Set task: Find every line in the material below that contains the word "antenna" and copy each one. Case counts.

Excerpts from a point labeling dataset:
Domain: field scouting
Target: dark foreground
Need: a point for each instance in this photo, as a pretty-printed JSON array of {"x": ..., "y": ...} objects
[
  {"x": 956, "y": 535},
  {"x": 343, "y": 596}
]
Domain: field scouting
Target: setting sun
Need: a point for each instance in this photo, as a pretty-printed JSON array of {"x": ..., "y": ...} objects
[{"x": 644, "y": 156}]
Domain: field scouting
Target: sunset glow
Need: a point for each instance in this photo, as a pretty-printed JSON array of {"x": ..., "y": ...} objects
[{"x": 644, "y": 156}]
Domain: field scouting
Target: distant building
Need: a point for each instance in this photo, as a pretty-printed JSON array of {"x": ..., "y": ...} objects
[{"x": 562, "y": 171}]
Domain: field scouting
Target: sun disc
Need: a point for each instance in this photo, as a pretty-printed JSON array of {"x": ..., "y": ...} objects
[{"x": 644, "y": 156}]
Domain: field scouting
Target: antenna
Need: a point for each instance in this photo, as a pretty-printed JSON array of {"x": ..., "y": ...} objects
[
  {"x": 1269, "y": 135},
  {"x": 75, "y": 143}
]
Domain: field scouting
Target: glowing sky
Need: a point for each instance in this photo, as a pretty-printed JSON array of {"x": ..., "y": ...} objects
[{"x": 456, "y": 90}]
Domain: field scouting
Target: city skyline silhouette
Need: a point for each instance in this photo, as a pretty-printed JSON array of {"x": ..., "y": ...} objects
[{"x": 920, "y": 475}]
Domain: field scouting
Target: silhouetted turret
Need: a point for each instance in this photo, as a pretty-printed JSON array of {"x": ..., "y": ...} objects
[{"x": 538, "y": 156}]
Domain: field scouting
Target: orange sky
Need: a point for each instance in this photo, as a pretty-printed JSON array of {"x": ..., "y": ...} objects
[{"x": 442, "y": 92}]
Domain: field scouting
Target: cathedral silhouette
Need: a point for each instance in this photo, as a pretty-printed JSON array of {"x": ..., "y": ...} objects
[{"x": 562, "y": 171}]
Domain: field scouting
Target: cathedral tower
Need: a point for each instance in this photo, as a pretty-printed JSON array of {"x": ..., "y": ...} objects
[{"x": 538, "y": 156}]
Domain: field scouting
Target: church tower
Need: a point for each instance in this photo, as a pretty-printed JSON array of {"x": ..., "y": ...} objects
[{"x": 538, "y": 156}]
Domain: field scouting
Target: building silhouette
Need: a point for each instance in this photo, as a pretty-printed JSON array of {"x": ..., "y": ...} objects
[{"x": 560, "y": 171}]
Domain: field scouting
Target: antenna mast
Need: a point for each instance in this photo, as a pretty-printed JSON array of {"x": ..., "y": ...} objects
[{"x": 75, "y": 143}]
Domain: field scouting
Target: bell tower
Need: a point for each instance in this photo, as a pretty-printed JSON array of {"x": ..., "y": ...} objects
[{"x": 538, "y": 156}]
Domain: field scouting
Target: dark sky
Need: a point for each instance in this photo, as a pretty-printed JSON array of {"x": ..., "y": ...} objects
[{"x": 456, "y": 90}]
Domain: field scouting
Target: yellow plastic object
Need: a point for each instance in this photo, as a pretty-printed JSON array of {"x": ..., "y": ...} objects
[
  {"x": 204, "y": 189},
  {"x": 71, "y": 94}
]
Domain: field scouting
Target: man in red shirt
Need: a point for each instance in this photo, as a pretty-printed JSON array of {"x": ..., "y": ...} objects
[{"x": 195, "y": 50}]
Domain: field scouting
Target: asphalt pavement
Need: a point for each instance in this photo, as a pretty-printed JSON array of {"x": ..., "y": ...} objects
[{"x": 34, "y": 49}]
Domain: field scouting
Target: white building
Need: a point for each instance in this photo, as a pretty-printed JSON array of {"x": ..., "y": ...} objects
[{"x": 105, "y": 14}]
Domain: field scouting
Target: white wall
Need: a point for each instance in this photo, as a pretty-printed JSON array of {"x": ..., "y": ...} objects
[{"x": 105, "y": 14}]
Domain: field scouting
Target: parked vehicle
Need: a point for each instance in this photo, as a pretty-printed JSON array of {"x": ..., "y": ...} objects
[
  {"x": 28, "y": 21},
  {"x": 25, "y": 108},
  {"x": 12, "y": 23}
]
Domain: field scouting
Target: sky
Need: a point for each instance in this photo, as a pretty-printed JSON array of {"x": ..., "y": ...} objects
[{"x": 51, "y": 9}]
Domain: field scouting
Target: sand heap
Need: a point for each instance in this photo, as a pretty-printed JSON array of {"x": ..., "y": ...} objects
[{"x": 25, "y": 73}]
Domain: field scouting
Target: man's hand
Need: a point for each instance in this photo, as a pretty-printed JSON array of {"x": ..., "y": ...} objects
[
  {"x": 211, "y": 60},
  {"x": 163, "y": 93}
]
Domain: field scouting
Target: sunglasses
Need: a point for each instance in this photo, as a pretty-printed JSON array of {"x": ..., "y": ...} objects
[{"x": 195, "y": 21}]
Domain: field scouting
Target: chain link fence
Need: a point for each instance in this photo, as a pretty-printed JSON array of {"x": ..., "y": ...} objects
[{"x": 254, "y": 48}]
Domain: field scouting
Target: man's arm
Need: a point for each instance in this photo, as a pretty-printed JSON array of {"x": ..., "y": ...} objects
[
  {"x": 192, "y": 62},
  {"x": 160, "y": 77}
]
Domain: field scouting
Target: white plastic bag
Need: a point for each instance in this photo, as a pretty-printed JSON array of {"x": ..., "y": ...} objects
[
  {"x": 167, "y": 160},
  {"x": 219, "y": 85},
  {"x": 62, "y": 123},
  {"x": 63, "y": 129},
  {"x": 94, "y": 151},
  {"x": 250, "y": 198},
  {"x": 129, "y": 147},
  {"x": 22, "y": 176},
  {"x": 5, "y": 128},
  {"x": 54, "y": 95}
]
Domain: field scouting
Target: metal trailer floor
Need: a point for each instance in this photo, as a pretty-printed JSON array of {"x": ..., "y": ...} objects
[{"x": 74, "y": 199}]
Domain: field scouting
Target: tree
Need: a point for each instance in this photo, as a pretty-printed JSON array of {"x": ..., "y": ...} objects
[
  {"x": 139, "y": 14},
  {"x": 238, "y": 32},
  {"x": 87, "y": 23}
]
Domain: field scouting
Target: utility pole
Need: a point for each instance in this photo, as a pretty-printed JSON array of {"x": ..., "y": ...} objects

Answer to the exercise:
Target: antenna
Target: antenna mast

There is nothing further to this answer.